- _Task to carry out_
Find every line in the records below that holds the word "costume", and copy it out.

(Provided data Opens)

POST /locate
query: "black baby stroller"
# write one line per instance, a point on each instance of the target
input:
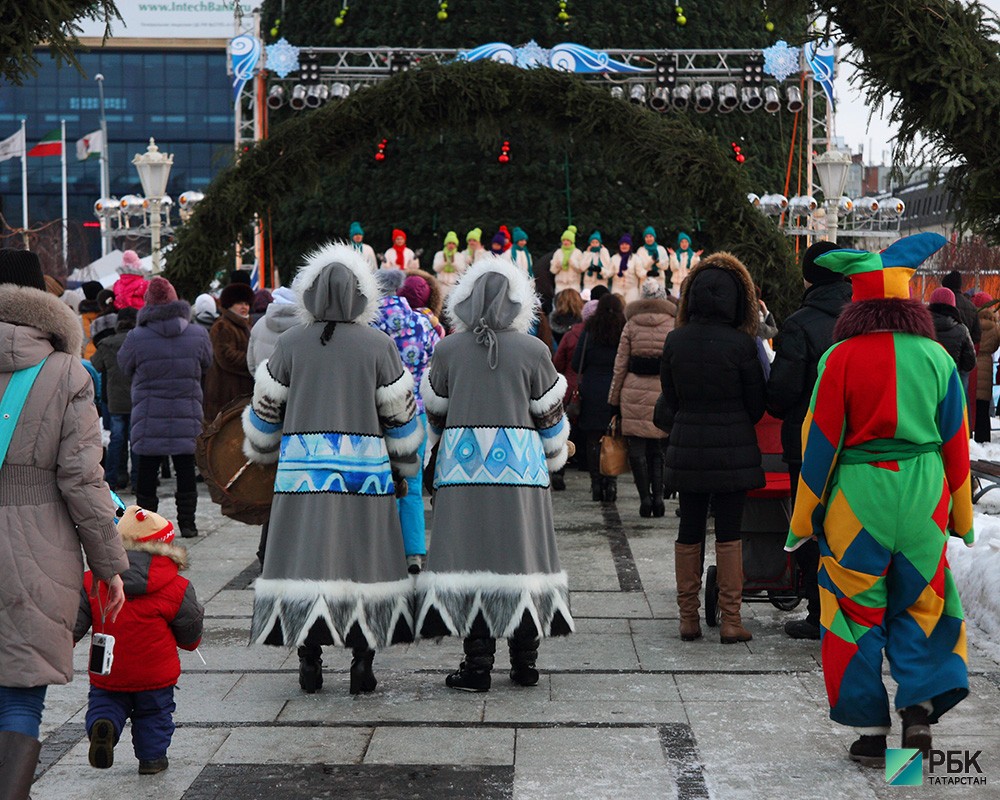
(770, 575)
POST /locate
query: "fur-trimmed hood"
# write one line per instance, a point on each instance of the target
(884, 315)
(335, 284)
(719, 289)
(651, 305)
(33, 308)
(495, 292)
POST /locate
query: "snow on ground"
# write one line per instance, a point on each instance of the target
(977, 569)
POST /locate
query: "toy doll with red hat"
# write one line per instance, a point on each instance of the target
(161, 613)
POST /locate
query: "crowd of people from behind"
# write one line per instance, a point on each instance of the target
(468, 380)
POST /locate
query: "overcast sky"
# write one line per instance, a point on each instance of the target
(852, 113)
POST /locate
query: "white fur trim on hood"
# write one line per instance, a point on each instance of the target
(521, 289)
(338, 252)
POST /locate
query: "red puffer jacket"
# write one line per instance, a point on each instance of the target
(161, 613)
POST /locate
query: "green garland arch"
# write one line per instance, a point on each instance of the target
(478, 97)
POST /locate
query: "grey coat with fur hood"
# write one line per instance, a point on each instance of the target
(53, 497)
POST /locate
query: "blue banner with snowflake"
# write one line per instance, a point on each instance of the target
(567, 57)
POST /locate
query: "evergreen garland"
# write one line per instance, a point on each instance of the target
(481, 98)
(29, 24)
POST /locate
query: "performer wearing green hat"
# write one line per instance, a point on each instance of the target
(567, 262)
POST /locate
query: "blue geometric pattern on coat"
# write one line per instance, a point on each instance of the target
(341, 463)
(491, 456)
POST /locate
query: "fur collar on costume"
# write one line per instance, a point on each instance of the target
(33, 308)
(178, 309)
(651, 306)
(174, 552)
(730, 263)
(520, 290)
(882, 315)
(337, 253)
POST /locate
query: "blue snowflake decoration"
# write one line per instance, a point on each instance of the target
(531, 55)
(780, 60)
(282, 57)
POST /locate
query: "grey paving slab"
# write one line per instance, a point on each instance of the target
(433, 745)
(586, 764)
(307, 746)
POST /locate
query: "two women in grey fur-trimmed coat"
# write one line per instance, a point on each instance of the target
(494, 398)
(334, 407)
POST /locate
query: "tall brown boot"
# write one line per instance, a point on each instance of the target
(729, 563)
(687, 568)
(18, 759)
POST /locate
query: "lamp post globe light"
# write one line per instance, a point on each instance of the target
(832, 168)
(154, 170)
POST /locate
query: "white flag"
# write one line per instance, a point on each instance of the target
(12, 146)
(90, 145)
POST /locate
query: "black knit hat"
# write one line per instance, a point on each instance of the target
(22, 268)
(813, 272)
(236, 293)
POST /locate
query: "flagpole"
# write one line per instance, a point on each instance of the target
(105, 233)
(65, 203)
(24, 181)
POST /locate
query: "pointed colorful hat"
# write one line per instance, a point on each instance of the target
(878, 276)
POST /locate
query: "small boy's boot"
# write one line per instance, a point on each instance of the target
(18, 759)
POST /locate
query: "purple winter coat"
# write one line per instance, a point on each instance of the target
(166, 358)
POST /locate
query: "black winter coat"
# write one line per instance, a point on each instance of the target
(713, 385)
(594, 382)
(805, 337)
(953, 336)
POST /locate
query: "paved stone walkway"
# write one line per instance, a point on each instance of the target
(623, 709)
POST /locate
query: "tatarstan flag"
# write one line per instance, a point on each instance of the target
(50, 145)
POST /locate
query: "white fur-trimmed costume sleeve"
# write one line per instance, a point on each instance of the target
(547, 412)
(397, 412)
(436, 406)
(262, 419)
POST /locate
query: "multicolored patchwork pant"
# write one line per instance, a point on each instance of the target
(885, 584)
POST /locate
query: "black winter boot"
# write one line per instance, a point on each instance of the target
(640, 474)
(916, 728)
(310, 668)
(473, 674)
(187, 504)
(869, 751)
(148, 502)
(523, 654)
(655, 462)
(362, 676)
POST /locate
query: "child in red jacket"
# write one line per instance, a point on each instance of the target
(161, 614)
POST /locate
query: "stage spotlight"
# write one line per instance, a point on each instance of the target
(772, 103)
(751, 99)
(317, 95)
(703, 98)
(682, 96)
(727, 98)
(297, 102)
(276, 97)
(660, 100)
(794, 97)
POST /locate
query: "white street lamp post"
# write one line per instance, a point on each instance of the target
(154, 169)
(832, 167)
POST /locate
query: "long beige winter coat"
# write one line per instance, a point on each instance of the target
(53, 497)
(647, 323)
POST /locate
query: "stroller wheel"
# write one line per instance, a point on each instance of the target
(712, 596)
(783, 602)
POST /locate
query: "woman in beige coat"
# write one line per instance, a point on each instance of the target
(988, 345)
(53, 499)
(635, 388)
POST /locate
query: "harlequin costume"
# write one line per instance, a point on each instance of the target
(885, 479)
(494, 399)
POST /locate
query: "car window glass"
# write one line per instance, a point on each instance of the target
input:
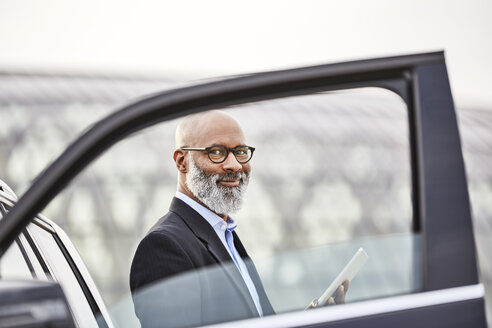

(Provided data Closes)

- _Finished task_
query: "fur collar on costume"
query: "white fur-trimmed costume sleeve"
query: "harlequin costume"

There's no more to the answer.